**MATERIAL PROVIDED**.
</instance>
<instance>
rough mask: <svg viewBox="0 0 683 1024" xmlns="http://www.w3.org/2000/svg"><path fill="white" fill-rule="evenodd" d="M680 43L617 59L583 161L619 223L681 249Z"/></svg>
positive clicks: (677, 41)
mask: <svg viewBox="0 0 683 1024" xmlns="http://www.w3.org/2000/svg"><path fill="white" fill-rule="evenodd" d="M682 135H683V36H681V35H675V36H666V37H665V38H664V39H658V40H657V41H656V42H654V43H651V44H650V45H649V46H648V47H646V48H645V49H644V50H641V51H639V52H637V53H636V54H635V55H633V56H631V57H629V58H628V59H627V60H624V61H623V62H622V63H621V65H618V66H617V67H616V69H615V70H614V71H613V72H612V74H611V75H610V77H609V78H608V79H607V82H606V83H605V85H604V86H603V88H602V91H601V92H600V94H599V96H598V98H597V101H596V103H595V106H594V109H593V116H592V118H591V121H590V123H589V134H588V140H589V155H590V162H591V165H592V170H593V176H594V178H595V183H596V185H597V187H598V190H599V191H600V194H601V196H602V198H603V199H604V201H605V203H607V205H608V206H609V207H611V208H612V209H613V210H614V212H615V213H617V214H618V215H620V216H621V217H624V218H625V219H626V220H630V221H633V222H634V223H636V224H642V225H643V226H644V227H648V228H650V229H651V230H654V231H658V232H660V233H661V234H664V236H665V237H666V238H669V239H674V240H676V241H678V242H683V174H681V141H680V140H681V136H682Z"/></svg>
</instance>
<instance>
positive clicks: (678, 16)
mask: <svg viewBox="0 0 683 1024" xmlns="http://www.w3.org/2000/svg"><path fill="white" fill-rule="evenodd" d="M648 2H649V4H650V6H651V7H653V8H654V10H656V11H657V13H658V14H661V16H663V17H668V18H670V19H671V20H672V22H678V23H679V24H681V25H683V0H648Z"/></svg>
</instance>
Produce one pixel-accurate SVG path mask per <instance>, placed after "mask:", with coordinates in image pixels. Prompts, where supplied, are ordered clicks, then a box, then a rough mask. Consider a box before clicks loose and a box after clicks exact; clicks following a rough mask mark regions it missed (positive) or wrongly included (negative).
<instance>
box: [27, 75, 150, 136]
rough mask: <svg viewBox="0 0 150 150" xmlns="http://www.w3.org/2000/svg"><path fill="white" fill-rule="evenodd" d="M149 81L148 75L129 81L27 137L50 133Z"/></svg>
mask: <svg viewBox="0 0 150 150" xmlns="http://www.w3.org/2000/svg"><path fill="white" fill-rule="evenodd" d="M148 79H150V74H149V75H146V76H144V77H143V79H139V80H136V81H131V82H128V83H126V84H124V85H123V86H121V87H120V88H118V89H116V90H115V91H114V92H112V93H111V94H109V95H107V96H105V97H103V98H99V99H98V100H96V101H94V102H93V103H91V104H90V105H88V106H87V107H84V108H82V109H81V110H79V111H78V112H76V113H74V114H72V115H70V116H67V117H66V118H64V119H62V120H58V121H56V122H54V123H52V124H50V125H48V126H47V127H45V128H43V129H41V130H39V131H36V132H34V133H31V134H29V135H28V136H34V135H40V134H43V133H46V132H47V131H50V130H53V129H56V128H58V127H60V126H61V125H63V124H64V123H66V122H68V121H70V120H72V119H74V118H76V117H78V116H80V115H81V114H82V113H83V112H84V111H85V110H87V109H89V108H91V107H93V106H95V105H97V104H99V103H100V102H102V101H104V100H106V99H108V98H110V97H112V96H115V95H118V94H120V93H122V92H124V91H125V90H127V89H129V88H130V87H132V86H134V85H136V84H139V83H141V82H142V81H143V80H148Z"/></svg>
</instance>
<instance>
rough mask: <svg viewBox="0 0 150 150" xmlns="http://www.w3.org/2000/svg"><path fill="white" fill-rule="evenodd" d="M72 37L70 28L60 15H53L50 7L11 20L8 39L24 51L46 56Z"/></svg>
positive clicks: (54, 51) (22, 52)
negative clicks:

**TASK TO CARRY OUT**. Rewrite all of the entries above as a numbered list with one line per item, omitting any blank lines.

**RESPONSE TO THIS TASK**.
1. </instance>
2. <instance>
3. rough mask: <svg viewBox="0 0 683 1024" xmlns="http://www.w3.org/2000/svg"><path fill="white" fill-rule="evenodd" d="M680 43L617 59L583 161L619 223L681 249Z"/></svg>
4. positive clicks: (677, 41)
5. mask: <svg viewBox="0 0 683 1024" xmlns="http://www.w3.org/2000/svg"><path fill="white" fill-rule="evenodd" d="M682 135H683V36H681V35H675V36H666V37H665V38H664V39H658V40H657V41H656V42H654V43H651V44H650V45H649V46H648V47H646V48H645V49H644V50H641V51H639V52H637V53H636V54H635V55H633V56H631V57H629V58H628V59H627V60H624V61H623V62H622V63H621V65H618V66H617V67H616V69H615V70H614V71H613V72H612V74H611V75H610V77H609V78H608V79H607V82H606V83H605V85H604V86H603V88H602V91H601V92H600V94H599V96H598V98H597V101H596V103H595V106H594V109H593V116H592V118H591V121H590V123H589V134H588V140H589V155H590V162H591V165H592V170H593V176H594V178H595V183H596V185H597V187H598V190H599V191H600V194H601V196H602V198H603V199H604V201H605V203H607V205H608V206H609V207H611V208H612V209H613V210H614V212H615V213H617V214H618V215H620V216H621V217H624V218H625V219H626V220H630V221H633V222H634V223H636V224H642V225H643V226H644V227H648V228H650V229H651V230H654V231H658V232H660V233H661V234H664V236H665V237H666V238H669V239H674V240H676V241H678V242H683V174H681V141H680V140H681V136H682Z"/></svg>
6. </instance>
7. <instance>
8. positive clicks: (678, 16)
9. mask: <svg viewBox="0 0 683 1024" xmlns="http://www.w3.org/2000/svg"><path fill="white" fill-rule="evenodd" d="M648 2H649V4H650V6H651V7H653V8H654V10H656V11H657V13H658V14H661V16H663V17H668V18H670V19H671V20H672V22H678V23H679V24H681V25H683V0H648Z"/></svg>
10. </instance>
11. Produce one pixel-accurate SVG path mask per <instance>, placed after "mask:", with coordinates in image pixels. Prompts, where supplied, are ordered clicks, then a box, then a rough mask. Consider a box before clicks loose and a box after clicks exact; clicks following a rough mask mark regions it missed (positive) or wrongly included (negative).
12. <instance>
13. box: [27, 75, 150, 136]
14. rough mask: <svg viewBox="0 0 150 150" xmlns="http://www.w3.org/2000/svg"><path fill="white" fill-rule="evenodd" d="M149 81L148 75L129 81L27 137L50 133Z"/></svg>
15. mask: <svg viewBox="0 0 150 150" xmlns="http://www.w3.org/2000/svg"><path fill="white" fill-rule="evenodd" d="M148 79H150V74H149V75H146V76H144V77H143V79H139V80H136V81H131V82H128V83H126V84H124V85H123V86H121V87H120V88H118V89H116V90H115V91H114V92H112V93H111V94H109V95H107V96H105V97H103V98H99V99H98V100H96V101H94V102H93V103H91V104H90V105H88V106H87V107H84V108H82V109H81V110H79V111H78V112H76V113H74V114H72V115H70V116H67V117H66V118H64V119H62V120H58V121H56V122H54V123H52V124H50V125H48V126H47V127H45V128H43V129H41V130H39V131H36V132H34V133H31V134H29V135H28V136H34V135H40V134H43V133H46V132H47V131H50V130H53V129H56V128H58V127H60V126H61V125H63V124H64V123H66V122H68V121H70V120H72V119H74V118H76V117H78V116H80V115H81V114H82V113H83V112H84V111H85V110H87V109H89V108H91V107H93V106H95V105H97V104H99V103H100V102H102V101H104V100H106V99H108V98H110V97H112V96H115V95H118V94H120V93H122V92H124V91H125V90H127V89H129V88H130V87H132V86H134V85H136V84H139V83H141V82H142V81H143V80H148Z"/></svg>
16. </instance>
17. <instance>
18. rough mask: <svg viewBox="0 0 150 150" xmlns="http://www.w3.org/2000/svg"><path fill="white" fill-rule="evenodd" d="M72 37L70 28L60 15H53L50 7L11 20L8 39L24 51L46 56Z"/></svg>
19. positive clicks: (54, 51) (22, 52)
20. negative clicks:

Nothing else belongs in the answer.